STORED DATA
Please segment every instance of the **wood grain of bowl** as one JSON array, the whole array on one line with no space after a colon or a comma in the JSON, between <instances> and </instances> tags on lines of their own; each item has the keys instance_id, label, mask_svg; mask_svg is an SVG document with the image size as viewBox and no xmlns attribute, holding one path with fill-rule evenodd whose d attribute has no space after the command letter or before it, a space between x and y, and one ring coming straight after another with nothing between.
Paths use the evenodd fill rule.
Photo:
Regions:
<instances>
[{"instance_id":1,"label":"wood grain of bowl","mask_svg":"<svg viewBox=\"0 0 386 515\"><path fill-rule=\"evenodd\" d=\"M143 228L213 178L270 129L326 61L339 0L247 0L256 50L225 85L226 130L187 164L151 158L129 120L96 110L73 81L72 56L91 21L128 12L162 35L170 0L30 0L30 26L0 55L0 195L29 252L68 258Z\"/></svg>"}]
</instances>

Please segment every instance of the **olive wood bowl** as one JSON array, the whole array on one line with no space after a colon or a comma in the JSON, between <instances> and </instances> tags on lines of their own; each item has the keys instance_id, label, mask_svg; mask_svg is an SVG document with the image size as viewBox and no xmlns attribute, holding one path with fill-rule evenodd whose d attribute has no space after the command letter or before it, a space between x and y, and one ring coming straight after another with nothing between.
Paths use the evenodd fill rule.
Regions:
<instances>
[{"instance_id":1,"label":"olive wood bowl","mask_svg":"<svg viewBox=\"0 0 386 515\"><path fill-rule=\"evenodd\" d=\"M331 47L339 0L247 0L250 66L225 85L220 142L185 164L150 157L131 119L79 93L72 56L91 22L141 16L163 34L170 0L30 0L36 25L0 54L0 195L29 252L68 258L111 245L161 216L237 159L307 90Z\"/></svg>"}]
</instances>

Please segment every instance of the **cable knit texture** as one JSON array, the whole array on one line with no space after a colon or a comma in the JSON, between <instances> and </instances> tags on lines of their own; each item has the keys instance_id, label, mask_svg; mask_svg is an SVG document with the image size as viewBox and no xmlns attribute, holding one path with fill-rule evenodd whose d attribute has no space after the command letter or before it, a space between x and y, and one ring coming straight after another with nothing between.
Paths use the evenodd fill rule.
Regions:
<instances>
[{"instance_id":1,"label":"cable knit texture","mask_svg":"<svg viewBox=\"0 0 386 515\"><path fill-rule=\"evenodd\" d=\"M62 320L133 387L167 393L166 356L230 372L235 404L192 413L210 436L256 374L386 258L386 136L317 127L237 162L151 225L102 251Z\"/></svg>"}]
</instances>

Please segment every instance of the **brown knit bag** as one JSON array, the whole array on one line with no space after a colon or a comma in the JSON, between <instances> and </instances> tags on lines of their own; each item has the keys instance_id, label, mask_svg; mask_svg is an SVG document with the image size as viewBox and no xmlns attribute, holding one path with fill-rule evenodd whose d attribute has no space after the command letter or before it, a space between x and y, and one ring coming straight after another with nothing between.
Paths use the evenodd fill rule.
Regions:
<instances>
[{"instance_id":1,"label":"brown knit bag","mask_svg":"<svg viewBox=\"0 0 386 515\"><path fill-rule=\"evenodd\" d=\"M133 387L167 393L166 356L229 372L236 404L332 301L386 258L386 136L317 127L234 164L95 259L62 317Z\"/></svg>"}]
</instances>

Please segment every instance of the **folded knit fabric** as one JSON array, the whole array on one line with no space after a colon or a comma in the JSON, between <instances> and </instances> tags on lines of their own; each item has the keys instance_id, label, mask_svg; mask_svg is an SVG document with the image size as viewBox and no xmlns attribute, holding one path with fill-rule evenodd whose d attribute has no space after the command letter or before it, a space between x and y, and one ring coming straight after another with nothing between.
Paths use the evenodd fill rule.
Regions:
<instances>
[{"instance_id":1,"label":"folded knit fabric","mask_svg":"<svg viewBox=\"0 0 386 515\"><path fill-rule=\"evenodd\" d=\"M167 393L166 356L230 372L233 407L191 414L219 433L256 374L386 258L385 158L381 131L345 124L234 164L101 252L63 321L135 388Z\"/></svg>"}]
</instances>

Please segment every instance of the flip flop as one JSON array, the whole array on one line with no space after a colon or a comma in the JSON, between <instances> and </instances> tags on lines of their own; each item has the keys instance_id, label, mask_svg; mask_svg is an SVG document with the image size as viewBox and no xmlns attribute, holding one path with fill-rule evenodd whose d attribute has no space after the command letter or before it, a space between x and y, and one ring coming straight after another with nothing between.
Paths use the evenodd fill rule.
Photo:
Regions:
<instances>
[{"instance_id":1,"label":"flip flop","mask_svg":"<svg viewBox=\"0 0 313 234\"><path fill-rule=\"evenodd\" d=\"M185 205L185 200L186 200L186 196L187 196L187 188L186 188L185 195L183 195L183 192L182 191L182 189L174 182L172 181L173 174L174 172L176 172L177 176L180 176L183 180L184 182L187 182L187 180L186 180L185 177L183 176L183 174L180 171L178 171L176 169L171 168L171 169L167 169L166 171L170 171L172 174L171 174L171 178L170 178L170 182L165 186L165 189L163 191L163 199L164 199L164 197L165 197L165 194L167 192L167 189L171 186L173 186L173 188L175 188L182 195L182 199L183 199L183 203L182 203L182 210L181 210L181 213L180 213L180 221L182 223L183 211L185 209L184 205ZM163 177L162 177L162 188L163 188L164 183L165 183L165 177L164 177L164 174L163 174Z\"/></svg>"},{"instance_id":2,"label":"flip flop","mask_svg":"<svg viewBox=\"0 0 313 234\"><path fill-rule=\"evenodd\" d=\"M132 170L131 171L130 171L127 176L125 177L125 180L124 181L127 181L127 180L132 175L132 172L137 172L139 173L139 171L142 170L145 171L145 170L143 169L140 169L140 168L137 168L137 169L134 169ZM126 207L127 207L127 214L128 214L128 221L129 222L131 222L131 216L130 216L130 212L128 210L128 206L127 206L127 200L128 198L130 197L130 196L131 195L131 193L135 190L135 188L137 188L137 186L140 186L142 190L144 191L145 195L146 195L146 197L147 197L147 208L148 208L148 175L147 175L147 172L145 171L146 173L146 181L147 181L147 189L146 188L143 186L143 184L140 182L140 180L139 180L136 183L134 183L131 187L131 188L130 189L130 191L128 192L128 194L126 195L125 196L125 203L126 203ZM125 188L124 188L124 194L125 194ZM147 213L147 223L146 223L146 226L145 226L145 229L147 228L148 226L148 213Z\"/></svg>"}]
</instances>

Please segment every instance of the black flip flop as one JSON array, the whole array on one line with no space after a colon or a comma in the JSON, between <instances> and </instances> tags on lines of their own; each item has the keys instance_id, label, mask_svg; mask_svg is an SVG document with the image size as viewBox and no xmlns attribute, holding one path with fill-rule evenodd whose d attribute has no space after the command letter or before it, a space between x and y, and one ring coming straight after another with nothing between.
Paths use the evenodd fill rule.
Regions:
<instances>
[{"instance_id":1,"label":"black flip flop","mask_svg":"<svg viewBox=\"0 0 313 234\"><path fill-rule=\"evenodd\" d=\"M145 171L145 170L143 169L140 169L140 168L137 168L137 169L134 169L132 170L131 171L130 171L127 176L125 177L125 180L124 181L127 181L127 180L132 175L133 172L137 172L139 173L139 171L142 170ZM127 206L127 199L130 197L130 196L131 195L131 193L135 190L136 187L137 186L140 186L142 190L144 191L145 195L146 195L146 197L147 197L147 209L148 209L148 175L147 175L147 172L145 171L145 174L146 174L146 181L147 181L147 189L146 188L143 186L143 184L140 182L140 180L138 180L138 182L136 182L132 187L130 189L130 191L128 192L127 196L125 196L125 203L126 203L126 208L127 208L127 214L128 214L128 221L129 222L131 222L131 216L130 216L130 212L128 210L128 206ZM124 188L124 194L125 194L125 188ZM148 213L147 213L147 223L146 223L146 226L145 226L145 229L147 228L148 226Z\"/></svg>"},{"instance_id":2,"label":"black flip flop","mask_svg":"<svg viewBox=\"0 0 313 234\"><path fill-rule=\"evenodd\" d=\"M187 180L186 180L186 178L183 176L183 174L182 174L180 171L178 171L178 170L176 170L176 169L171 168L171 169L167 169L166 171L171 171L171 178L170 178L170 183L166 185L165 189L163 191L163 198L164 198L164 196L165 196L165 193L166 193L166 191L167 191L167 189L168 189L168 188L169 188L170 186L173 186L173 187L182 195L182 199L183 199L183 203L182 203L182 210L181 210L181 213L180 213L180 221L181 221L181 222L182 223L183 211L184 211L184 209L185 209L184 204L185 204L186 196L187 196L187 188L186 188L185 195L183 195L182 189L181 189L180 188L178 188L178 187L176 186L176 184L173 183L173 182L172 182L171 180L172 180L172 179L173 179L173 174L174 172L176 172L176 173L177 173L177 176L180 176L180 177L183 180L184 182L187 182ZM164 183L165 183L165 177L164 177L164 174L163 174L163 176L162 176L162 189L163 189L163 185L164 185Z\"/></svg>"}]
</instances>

TASK
Gather each line of the records above that contains the word "olive", and copy every such line in full.

EXPECTED ANSWER
Please segment every instance of the **olive wood bowl** as one JSON array, the whole array on one line with no space after a colon or a comma in the JSON, between <instances> and </instances> tags on lines of their own; each item has the keys instance_id, label, mask_svg; mask_svg is an SVG document with the image size as viewBox and no xmlns attribute, holding one path with fill-rule evenodd whose d attribute has no space after the command letter or before it, a space between x and y, and one ring coming straight after another with nothing between.
[{"instance_id":1,"label":"olive wood bowl","mask_svg":"<svg viewBox=\"0 0 386 515\"><path fill-rule=\"evenodd\" d=\"M331 47L339 0L247 0L250 66L225 85L220 142L185 164L150 157L131 119L79 93L72 56L91 22L141 16L163 34L170 0L30 0L36 25L0 54L0 195L29 252L68 258L111 245L161 216L237 159L307 90Z\"/></svg>"}]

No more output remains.